Required work | Please reproduce the entire listing below line for line, omitting the pictures.
## Begin Data
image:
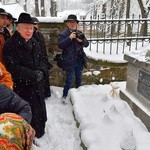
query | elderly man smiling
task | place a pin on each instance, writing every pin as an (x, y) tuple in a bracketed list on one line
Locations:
[(23, 58)]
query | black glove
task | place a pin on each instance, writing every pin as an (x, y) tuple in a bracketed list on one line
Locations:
[(40, 75)]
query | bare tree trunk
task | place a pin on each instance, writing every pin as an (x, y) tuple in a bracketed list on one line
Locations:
[(143, 30)]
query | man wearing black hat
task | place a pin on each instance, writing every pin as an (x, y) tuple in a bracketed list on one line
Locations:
[(72, 41), (23, 59), (9, 23)]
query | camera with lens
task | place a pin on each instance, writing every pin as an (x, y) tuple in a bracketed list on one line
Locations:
[(79, 34)]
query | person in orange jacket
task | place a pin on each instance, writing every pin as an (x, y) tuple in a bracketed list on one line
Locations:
[(5, 77)]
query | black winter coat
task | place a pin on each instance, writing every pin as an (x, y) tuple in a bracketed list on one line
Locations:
[(22, 59), (70, 49), (40, 39), (11, 102)]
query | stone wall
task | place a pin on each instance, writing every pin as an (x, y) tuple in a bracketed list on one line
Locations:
[(108, 71), (137, 92)]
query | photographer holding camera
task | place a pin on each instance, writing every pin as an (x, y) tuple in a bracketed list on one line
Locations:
[(72, 41)]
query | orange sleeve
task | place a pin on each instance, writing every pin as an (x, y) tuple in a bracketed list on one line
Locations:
[(5, 77)]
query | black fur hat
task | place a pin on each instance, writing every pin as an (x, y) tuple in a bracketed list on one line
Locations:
[(3, 12), (25, 18)]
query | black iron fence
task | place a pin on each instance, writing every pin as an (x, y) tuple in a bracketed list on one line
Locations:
[(117, 36)]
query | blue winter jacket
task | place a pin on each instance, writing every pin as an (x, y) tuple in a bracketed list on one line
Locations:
[(11, 102), (70, 49)]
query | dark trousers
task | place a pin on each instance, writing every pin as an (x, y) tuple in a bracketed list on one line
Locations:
[(75, 72)]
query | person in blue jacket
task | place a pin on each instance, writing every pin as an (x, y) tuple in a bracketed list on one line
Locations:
[(72, 41)]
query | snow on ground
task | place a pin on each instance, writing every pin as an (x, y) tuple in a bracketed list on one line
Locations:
[(106, 122)]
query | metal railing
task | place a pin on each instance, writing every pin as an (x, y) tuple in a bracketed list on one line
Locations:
[(117, 36)]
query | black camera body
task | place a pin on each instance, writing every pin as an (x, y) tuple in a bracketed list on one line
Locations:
[(79, 34)]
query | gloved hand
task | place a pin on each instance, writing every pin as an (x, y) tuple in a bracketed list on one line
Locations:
[(40, 75)]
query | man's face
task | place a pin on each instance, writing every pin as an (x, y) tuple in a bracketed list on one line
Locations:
[(6, 21), (1, 21), (72, 25), (25, 30)]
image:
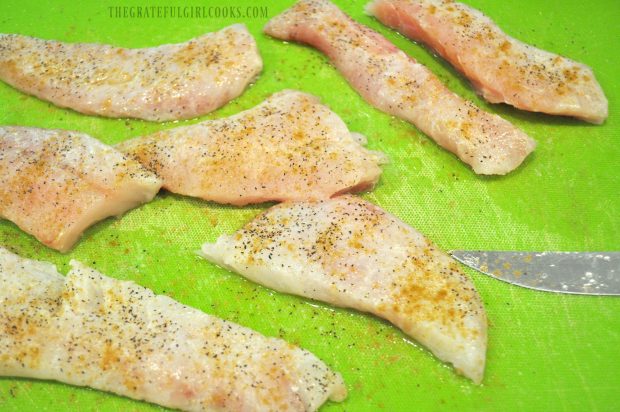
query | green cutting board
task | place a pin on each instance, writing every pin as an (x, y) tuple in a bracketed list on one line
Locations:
[(546, 351)]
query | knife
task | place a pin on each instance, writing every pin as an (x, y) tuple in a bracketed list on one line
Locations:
[(584, 273)]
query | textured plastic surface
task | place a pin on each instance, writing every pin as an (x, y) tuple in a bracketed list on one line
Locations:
[(546, 351)]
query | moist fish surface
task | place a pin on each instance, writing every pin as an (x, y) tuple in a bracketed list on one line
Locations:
[(87, 329), (168, 82), (348, 252), (397, 84), (501, 68), (290, 147), (56, 183)]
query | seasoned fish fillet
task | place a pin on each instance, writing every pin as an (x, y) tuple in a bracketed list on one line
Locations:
[(56, 183), (395, 83), (502, 69), (350, 253), (290, 147), (91, 330), (169, 82)]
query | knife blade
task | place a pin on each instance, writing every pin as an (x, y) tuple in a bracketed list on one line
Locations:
[(585, 273)]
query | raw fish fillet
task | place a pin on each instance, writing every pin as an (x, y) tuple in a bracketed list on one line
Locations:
[(290, 147), (501, 68), (350, 253), (56, 183), (87, 329), (168, 82), (397, 84)]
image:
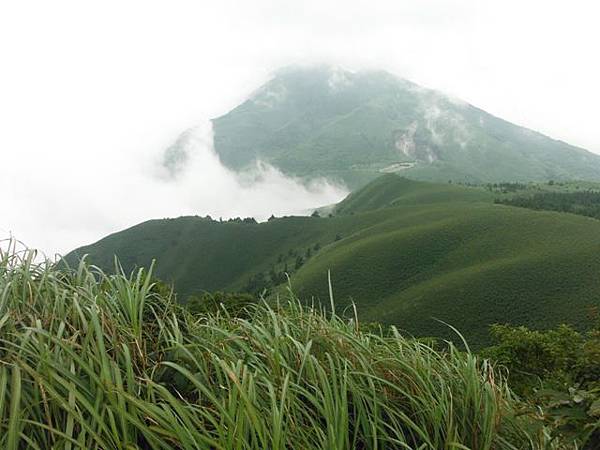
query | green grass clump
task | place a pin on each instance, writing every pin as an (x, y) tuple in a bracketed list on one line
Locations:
[(404, 251), (96, 361)]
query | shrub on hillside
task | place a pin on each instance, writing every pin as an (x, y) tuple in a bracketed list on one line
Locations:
[(97, 361)]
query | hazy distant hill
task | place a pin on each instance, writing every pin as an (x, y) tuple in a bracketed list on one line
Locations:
[(354, 125), (405, 251)]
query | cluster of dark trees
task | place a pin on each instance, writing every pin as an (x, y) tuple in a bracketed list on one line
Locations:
[(277, 274), (585, 203), (505, 187)]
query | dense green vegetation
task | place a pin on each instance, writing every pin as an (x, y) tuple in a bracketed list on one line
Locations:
[(353, 126), (96, 361), (558, 372), (405, 252), (585, 203)]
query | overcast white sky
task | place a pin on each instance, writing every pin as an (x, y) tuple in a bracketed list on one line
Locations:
[(91, 92)]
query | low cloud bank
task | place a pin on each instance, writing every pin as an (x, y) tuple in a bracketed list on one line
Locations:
[(91, 199)]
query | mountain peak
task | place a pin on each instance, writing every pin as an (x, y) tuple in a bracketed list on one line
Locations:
[(326, 120)]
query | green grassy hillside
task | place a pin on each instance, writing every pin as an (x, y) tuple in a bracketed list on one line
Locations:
[(352, 126), (392, 190), (99, 361), (439, 251)]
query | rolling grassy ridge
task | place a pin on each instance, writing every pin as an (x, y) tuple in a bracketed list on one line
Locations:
[(97, 361), (409, 252)]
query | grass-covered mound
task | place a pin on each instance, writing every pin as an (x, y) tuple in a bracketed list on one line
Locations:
[(96, 361), (404, 251)]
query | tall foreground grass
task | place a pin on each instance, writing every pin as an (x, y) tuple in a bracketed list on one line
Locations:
[(96, 361)]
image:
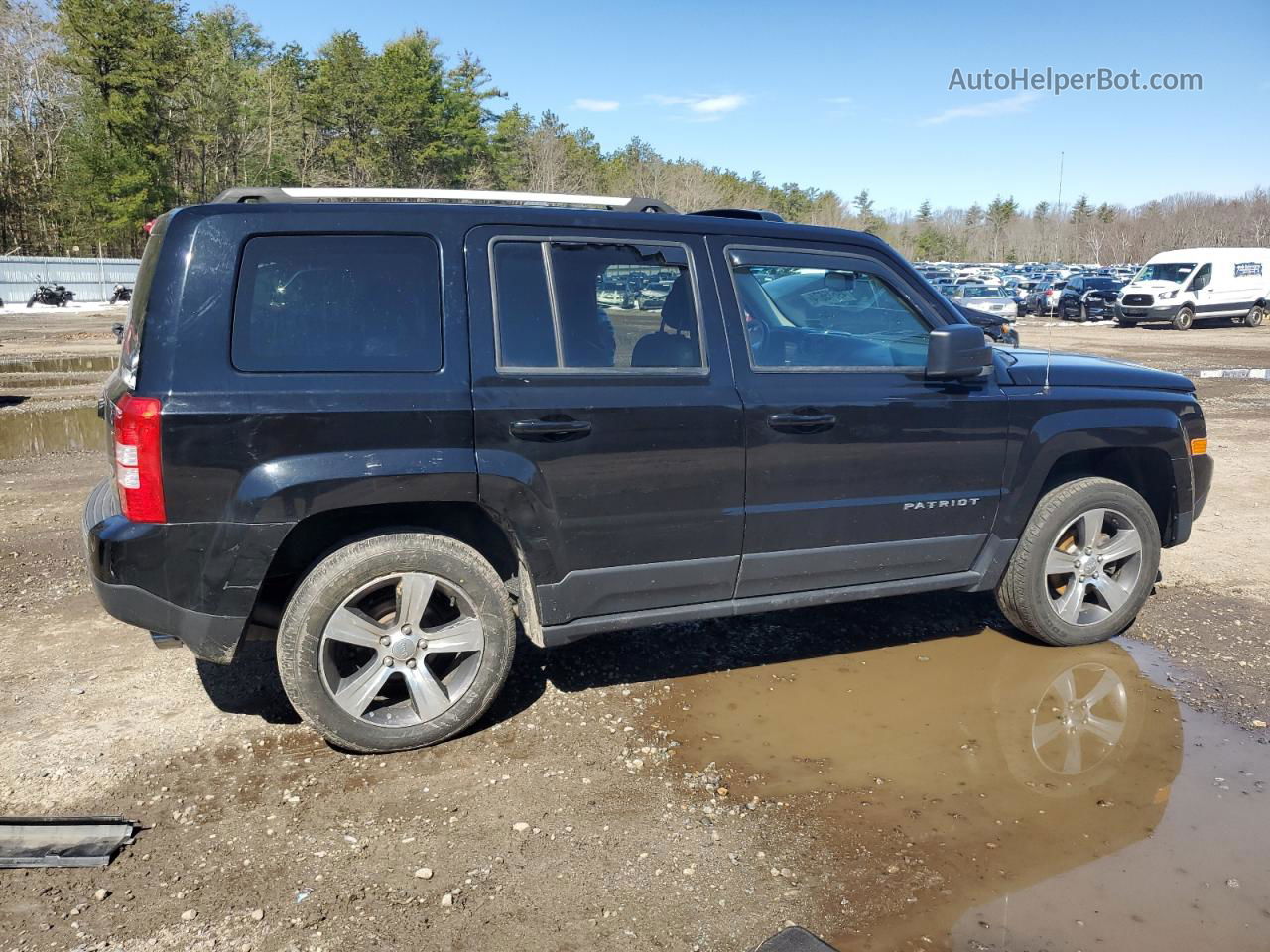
## End Data
Final result |
image:
query | elderly man smiling
task | place a pin on each instance, writing every pin as an (x, y) tuple in a bracketed list on one line
Locations:
[(23, 58)]
query | black glove
task | place a pin on each instance, writing every pin as an (x, y) tuple in a bracketed list on one line
Locations:
[(40, 75)]
query | bare tree trunk
task | place a pin on each instance, writing every pin as an (x, y) tuple in a bracketed list on one line
Locations:
[(143, 30)]
query | man wearing black hat
task | place a pin on each instance, writing every pin as an (x, y) tuple in a bracketed list on one line
Locations:
[(72, 41), (23, 59), (9, 23)]
query | camera with lens
task | place a pin on each instance, writing every pin as an (x, y) tuple in a bracketed list on one line
Locations:
[(79, 34)]
query | person in orange jacket
task | place a pin on each instance, writing every pin as an (x, y) tuple in a bracketed list on one line
Locations:
[(5, 77)]
query | black winter coat
task | place a pin on each instance, writing every pin as an (x, y) tuple in a bracketed list on one line
Locations:
[(22, 59), (70, 49), (40, 39), (11, 102)]
query | stone wall
task | place a pin on each instance, writing every pin as an (x, y) tuple in a bracketed list on one line
Locations:
[(108, 71), (137, 92)]
query | photographer holding camera
task | place a pin on each instance, writing every pin as an (x, y) tuple in a bracketed list on one line
Locations:
[(72, 41)]
query | orange sleeve
task | place a pin on each instance, writing every pin as an (x, y) tuple in a bracketed list on one line
Locations:
[(5, 77)]
query | black fur hat
task | place a pin on each instance, writing every pin as an (x, y) tuple in a bracketed list on one line
Locations:
[(3, 12), (25, 18)]
query | black iron fence
task | place a pin on each instance, writing every pin as an (x, y) tuple in a bracketed list on one line
Locations:
[(117, 36)]
query | blue winter jacket
task | place a pin on each instance, writing every pin as an (x, y) tuple in a bracketed list on one line
Locations:
[(11, 102), (70, 49)]
query | dark trousers
task | place a pin on each instance, writing every pin as an (x, y) tuple in a bracketed list on one line
Locations:
[(75, 72)]
query | person in blue jacket
task | place a pin on each instance, writing every pin as an (x, y) tuple in a bracketed list on one line
Locations:
[(72, 41)]
query | snow on ground
task | place a pin on each instance, writing every pin as an (x, y) tuple in a bracketed list on one line
Locations:
[(106, 122)]
query | metal railing
task | place a pin on each instance, writing every pin as an (x, y) tuple in a bracketed list on one line
Locations:
[(117, 36)]
query | black camera body
task | place a pin on each instance, writing every pin as an (x, y) tuple in a bracketed list on one line
Locations:
[(79, 34)]
query | gloved hand
task | place a pin on each instance, writing every pin as an (x, y) tuple in a bracketed list on one line
Locations:
[(40, 75)]
query | man's face
task | place a pin on each instance, writing every pin as an (x, y) tuple in a bracketed list on one line
Locations:
[(6, 21), (1, 21), (72, 25), (25, 30)]
image:
query | green cutting board
task | place a pin on each instance, writing every pin as an (x, y) tuple in a bracketed list on one line
Locations:
[(546, 351)]
query | knife
task | place a pin on each instance, writing every pin as an (x, y) tuple in a bracketed list on one line
Locations:
[(584, 273)]
query | textured plastic surface
task | place a pin on each instance, writing every pin as an (x, y) tuple in a bracketed list on one line
Locations:
[(546, 351)]
query | moist fish surface
task | place a pin on each instance, writing every pin as an (x, y) tuple in a bracketed list on one line
Locations:
[(87, 329), (168, 82), (348, 252), (397, 84), (501, 68), (290, 147), (56, 183)]
query | seasoned fish fillet
task | place a pin on each instance, writing every pin as an (x, y) tuple in a bracketed list on one line
Locations:
[(56, 183), (395, 83), (502, 69), (350, 253), (290, 147), (91, 330), (169, 82)]
query | knife blade
task | place a pin on each instance, writing every pin as an (x, y) tuple in a bracketed list on one line
Locations:
[(585, 273)]
query | raw fish fillet
task | place a pin on each instance, writing every pin as an (x, y) tuple in a bracketed list on one line
Locations:
[(290, 147), (501, 68), (350, 253), (56, 183), (87, 329), (168, 82), (397, 84)]
image:
query | green grass clump
task | place a pin on each instance, writing every pin as an (x, y) tuple in a bracketed list on one line
Locations:
[(404, 251), (96, 361)]
query | shrub on hillside
task | place a pin on each instance, writing every pin as an (x, y) tuple in a bracketed list on one line
Locations:
[(97, 361)]
query | hazy distant hill
task | place a pin on each instance, writing every pin as an (x, y) tuple in a bracketed list on one line
Locations:
[(354, 125), (405, 251)]
query | cluster of dark trees
task | place a pin on each instance, writing every pin as an (x, y) tuple in a bracketed list on one line
Locations:
[(277, 274), (585, 203), (505, 187)]
query | dense green vegetation
task | place a pin on each instance, writing every pin as an (x, y) tuple in a bracketed list on one line
Locations:
[(353, 126), (96, 361), (558, 372), (405, 252), (585, 203)]
query | overcast white sky
task | place a pin on each instance, writing every pin as an (x, y) tuple in a bracketed list on one line
Locations:
[(91, 92)]
query | low cloud bank
task | place a pin on each instance, writing every pin as an (x, y) tuple in a bracketed list on one line
Locations:
[(91, 199)]
query | mountain peak
task | place a pin on each instance, writing every pin as an (x, y) tuple in a bracketed list on one line
Locations:
[(326, 120)]
query | green grassy hillside
task | place a pin on each instance, writing every pin as an (x, y) tuple in a bracketed list on one line
Locations:
[(352, 126), (392, 190), (99, 361), (439, 251)]
query | rolling grassy ridge
task | place a pin on each instance, writing every pin as an (x, y) tuple in a bracketed list on one line
Locations:
[(97, 361), (409, 252)]
query | grass-covered mound
task | place a pin on each instance, writing every pin as an (x, y) tuple in a bracketed list on one line
Locations:
[(96, 361), (404, 251)]
query | tall foreground grass
task | place a pin on each instance, writing every pin as an (x, y) tuple in a bracketed list on one line
Locations:
[(96, 361)]
image:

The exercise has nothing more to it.